--- EXTRACTED DATA Enclosed Below ---

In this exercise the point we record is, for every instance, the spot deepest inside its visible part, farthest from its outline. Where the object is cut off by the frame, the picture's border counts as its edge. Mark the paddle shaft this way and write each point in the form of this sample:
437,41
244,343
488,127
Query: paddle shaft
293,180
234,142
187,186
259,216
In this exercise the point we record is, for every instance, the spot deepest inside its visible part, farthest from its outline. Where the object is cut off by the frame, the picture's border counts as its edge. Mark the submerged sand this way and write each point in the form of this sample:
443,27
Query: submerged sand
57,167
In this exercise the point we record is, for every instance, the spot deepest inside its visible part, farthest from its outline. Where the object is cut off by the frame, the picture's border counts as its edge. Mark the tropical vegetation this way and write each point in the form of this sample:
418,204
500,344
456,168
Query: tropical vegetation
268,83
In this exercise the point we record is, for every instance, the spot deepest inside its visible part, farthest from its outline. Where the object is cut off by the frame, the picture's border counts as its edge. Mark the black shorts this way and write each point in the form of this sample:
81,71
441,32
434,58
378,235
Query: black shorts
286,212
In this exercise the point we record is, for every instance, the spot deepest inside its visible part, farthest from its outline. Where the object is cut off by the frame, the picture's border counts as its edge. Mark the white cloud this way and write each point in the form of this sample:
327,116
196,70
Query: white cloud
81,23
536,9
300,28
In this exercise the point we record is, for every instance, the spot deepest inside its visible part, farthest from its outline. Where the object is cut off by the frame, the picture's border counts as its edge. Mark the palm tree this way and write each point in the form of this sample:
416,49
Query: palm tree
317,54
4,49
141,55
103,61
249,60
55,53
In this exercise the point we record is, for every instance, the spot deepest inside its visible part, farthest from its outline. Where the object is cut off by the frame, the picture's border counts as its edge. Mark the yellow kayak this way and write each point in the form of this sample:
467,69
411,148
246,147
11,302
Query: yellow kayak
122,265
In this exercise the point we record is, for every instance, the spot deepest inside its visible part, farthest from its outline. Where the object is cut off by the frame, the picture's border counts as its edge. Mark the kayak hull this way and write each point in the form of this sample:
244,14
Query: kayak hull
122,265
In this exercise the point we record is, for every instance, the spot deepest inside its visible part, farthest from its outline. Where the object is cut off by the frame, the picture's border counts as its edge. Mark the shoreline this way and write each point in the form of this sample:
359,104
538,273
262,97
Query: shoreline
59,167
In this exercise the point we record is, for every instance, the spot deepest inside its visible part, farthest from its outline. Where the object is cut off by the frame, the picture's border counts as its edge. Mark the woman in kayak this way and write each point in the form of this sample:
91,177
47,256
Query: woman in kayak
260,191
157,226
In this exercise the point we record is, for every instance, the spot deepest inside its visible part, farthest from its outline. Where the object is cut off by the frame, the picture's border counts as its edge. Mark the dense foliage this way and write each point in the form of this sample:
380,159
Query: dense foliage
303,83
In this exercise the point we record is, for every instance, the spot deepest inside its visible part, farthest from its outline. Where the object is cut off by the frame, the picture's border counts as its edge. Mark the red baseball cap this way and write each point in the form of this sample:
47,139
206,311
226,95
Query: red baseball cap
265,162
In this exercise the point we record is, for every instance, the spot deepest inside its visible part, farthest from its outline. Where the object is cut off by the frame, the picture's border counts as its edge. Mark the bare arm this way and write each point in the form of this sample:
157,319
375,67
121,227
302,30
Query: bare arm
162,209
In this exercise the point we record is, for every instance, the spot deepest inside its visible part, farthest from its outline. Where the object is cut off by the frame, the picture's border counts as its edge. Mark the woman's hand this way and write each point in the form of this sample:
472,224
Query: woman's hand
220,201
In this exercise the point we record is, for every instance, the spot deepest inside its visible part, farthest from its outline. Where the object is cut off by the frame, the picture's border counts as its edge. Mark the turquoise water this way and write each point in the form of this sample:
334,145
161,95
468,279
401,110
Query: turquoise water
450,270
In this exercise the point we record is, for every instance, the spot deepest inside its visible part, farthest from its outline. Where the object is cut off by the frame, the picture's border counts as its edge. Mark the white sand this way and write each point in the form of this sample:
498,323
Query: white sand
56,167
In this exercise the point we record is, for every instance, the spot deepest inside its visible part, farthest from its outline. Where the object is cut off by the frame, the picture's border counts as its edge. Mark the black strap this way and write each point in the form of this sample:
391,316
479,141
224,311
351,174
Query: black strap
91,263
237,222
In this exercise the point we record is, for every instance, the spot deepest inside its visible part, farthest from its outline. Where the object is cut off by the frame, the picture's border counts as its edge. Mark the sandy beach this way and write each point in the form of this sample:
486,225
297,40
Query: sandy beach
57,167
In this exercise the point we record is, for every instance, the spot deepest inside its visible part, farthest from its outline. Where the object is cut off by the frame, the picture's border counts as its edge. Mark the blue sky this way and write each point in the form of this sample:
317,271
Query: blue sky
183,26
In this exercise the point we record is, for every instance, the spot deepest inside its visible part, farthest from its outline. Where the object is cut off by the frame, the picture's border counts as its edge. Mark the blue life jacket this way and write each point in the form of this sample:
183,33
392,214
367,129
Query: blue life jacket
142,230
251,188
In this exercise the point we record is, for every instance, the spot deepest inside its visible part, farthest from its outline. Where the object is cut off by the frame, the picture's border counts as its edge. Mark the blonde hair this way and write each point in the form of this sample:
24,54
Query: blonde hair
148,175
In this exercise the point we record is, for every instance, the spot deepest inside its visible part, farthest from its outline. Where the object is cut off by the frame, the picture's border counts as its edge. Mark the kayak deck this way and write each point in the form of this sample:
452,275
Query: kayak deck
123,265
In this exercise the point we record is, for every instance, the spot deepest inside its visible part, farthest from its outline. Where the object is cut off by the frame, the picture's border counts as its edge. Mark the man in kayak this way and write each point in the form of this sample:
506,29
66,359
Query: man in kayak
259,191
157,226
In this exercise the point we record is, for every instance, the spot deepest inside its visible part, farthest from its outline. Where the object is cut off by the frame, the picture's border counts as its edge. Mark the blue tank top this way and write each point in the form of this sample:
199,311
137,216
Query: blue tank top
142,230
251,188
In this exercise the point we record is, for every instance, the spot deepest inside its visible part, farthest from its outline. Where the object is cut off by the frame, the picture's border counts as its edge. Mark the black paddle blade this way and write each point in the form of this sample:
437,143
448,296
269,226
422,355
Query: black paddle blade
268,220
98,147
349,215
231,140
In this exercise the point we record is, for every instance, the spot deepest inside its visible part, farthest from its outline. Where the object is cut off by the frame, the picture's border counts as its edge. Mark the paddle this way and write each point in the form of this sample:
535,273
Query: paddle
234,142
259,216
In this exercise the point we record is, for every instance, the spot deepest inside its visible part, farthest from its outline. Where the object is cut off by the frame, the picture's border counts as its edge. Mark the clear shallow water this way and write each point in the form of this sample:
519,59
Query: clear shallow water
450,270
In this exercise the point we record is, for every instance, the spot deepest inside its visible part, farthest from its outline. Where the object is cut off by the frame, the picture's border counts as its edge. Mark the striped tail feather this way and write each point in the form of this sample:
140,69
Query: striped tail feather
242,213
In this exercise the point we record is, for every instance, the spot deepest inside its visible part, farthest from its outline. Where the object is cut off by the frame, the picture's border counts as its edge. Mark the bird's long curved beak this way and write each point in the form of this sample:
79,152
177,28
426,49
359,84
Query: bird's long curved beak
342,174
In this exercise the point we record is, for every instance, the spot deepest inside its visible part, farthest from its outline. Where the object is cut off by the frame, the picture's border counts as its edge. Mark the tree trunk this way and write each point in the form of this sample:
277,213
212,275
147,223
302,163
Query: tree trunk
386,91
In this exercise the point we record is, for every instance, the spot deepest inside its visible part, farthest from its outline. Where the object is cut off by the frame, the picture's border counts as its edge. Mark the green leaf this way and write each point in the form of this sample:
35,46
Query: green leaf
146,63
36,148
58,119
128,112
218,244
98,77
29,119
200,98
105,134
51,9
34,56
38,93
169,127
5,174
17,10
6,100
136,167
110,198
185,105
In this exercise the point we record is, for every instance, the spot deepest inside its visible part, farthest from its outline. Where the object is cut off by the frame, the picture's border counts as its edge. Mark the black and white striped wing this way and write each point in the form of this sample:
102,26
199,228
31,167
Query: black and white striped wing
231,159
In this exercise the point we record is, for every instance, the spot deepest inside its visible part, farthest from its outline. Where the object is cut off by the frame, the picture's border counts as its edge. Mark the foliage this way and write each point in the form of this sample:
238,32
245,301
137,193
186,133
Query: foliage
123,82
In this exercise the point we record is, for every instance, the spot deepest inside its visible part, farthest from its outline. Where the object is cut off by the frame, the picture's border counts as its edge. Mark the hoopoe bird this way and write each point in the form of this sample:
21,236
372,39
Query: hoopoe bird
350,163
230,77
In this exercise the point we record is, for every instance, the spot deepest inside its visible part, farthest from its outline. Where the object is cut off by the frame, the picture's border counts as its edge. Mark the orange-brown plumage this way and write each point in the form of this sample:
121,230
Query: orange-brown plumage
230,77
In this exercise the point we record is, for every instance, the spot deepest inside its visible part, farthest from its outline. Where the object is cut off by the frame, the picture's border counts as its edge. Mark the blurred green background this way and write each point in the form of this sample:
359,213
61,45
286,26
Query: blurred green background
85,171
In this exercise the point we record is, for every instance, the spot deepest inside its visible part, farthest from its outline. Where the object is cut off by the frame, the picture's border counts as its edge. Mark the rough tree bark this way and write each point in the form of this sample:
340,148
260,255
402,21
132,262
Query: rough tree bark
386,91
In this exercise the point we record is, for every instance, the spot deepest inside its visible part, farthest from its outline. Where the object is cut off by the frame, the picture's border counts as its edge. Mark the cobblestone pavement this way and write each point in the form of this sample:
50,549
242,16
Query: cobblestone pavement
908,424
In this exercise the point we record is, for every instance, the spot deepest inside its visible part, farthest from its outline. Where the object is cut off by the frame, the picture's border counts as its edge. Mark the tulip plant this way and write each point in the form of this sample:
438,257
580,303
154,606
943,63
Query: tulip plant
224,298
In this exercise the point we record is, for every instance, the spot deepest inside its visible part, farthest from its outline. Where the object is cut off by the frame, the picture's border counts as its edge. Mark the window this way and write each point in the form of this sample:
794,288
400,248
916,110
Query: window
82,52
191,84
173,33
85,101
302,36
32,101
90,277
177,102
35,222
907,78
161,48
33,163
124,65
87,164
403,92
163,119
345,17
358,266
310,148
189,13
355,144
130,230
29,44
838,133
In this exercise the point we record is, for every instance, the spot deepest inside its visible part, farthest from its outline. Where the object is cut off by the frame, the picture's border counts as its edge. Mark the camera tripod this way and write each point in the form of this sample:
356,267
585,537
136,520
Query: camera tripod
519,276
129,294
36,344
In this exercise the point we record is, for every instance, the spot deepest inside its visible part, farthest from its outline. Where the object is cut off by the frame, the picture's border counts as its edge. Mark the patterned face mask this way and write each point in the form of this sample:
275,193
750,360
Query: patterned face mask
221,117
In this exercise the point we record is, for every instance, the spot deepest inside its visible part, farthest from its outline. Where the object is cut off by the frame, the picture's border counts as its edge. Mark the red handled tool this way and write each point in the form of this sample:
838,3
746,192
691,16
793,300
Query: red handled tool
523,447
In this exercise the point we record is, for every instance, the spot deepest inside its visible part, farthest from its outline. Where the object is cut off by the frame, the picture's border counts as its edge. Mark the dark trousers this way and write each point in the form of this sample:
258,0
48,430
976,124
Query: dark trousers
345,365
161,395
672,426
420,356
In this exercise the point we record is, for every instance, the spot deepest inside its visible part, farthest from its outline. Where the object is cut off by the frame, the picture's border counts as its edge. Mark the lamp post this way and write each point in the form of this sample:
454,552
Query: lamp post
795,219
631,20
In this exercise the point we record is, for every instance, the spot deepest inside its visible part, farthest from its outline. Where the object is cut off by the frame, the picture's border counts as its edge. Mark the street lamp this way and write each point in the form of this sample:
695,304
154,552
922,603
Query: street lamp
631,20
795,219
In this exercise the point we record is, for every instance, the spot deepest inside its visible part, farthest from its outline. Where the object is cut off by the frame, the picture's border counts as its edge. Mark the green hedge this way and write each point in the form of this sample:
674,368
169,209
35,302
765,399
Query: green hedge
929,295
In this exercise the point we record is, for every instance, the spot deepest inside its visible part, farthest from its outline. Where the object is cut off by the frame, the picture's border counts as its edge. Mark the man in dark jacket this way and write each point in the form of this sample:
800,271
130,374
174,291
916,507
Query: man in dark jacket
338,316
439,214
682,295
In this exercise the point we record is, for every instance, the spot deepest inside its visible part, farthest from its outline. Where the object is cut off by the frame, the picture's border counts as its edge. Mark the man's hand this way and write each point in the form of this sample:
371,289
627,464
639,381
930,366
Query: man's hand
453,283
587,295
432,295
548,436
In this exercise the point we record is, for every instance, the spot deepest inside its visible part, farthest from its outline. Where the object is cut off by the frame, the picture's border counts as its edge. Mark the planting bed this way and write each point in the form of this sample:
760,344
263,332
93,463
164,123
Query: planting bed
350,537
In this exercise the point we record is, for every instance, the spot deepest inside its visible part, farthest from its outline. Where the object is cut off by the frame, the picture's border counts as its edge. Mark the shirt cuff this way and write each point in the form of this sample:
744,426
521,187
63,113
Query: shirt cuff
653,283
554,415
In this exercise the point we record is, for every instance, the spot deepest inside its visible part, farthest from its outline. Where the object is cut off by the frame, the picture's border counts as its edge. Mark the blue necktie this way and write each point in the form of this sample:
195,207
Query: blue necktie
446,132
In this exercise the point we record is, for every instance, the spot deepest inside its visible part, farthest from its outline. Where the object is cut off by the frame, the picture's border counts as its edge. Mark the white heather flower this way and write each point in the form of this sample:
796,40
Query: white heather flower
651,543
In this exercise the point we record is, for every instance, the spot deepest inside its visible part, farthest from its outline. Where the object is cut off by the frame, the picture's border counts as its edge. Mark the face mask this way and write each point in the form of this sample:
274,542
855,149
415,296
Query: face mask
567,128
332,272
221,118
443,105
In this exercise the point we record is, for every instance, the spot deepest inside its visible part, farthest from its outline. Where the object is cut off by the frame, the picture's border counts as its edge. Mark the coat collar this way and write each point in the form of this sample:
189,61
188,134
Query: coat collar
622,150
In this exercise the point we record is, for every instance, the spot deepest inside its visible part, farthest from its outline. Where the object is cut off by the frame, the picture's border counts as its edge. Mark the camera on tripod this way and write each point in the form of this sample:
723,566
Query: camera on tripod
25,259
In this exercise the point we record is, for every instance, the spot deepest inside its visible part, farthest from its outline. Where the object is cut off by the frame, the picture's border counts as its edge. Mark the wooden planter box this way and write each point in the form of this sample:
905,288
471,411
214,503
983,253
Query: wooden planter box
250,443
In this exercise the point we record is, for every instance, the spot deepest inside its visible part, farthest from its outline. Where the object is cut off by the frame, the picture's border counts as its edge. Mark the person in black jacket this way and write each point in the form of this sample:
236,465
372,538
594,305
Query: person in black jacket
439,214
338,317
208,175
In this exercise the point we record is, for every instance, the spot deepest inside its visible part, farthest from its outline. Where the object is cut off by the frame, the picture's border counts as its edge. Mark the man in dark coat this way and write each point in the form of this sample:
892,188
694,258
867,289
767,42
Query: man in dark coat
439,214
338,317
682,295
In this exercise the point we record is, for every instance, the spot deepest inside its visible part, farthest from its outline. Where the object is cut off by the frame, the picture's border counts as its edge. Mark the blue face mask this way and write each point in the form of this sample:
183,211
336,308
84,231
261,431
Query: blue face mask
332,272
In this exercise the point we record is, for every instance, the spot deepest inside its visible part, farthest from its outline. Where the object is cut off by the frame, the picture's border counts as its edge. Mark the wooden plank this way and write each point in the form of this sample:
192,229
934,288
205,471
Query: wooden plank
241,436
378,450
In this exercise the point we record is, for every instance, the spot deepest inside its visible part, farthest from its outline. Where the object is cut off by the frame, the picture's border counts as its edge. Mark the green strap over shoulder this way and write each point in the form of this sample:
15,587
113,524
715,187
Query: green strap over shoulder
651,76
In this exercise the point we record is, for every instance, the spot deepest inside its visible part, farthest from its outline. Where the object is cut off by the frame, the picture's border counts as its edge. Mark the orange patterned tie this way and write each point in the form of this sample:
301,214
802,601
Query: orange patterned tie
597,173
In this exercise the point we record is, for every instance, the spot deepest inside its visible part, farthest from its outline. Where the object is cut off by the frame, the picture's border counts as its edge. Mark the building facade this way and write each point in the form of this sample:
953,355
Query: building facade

--- End of Enclosed EXTRACTED DATA ---

» EXERCISE PROMPT: Where a line of the records has the string "facade", return that line.

» SOLUTION:
In this exercise the point we record is, for every instance, the spot deepest inside its visible part, farthest from its outline. Where the object is cut off by the frame, the picture's border counts as its edge. Mark the building facade this way and write each point in the form of this sample:
Query: building facade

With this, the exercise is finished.